DOCUMENT PASSAGE:
────────────────

Raising high the homeless

The Enterprise — Elizabeth Floyd Mair

Mother’s love: Ada, 19, holds up and nuzzles her 6-month-old baby, Louis, at St. Matthew’s Church in Voorheesville. Her family — including her mother and her brother and sister — stayed in that church’s parish center last week and are staying in another congregation’s facility this week. They are one of two families currently being hosted in the Capital Region by the not-for-profit Family Promise, which helps families in need find work and sustainable shelter.

The first time her boyfriend hit her, Mikelah left. Even though it meant she and her 7-year-old daughter would need to find a new place to live, she didn’t hesitate.

“I knew I didn’t want that for my life,” she says. Her mother had died a little over a year before, and, in a way, that helped her to decide. “I’d already been through the worst thing that could happen, watching my mother slowly die of cancer, so I wasn’t afraid,” she said. “I left and didn’t look back.”

She spent a few months moving from one town to another in search of work, before finally hearing about the not-for-profit group Family Promise, and the Capital Region branch it has had since 2015. Family Promise works closely with two to four homeless families at a time — for weeks or months, as needed — until they can function on their own.

The two families currently being hosted asked The Enterprise not to use their last names.

Family Promise helps these families find not only shelter, but also a sustainable way to pay for it. “The lack of affordable housing is exactly the reason we exist,” said Mary Giordano, executive director of Family Promise of the Capital Region.

The group, including volunteers from over 30 local congregations, follows up with families for a full year after they move out, Giordano said, “so they don’t slip back into homelessness.”

Mikelah, 24, and her daughter, Zuliyah, have been hosted by the local program for the last three months. Early on, Mikelah found a job as a certified nursing assistant at an area hospital, but then her hours were suddenly switched to the weekend, she said, when she had no child care, which meant that she had to quit. She has money saved from that time, she said, as well as several job interviews set up over the next few days.

She wants to be a paralegal, she said, and will also be starting online studies this week at Bryant and Stratton College. She qualified for a Tuition Assistance Program grant, she said, adding, “They are going to give me a computer.”

This week, she is also taking the written exam for a learner’s permit to drive. Mikelah said of Family Promise, “They’re really helping me get on the right track. I’m aiming, if everything works out right, to move out in about December.”

Family Promise, explained Giordano, provides a way for local people to help others in need. The program does not accept any government assistance, she said, but relies on individual donors, local grants, and help from volunteers.

────────────────

ENTRIES SUPPLIED:
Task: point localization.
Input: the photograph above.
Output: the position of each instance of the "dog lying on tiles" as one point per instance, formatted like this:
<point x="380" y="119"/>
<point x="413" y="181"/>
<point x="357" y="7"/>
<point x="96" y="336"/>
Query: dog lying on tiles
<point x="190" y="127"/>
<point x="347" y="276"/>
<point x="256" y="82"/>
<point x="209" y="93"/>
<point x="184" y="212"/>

────────────────

Rewrite the Family Promise article from "She spent a" up to and including "the Capital Region.", changing "affordable housing" to "low-cost housing". The rows have nothing to do with the Family Promise article.

She spent a few months moving from one town to another in search of work, before finally hearing about the not-for-profit group Family Promise, and the Capital Region branch it has had since 2015. Family Promise works closely with two to four homeless families at a time — for weeks or months, as needed — until they can function on their own.

The two families currently being hosted asked The Enterprise not to use their last names.

Family Promise helps these families find not only shelter, but also a sustainable way to pay for it. “The lack of low-cost housing is exactly the reason we exist,” said Mary Giordano, executive director of Family Promise of the Capital Region.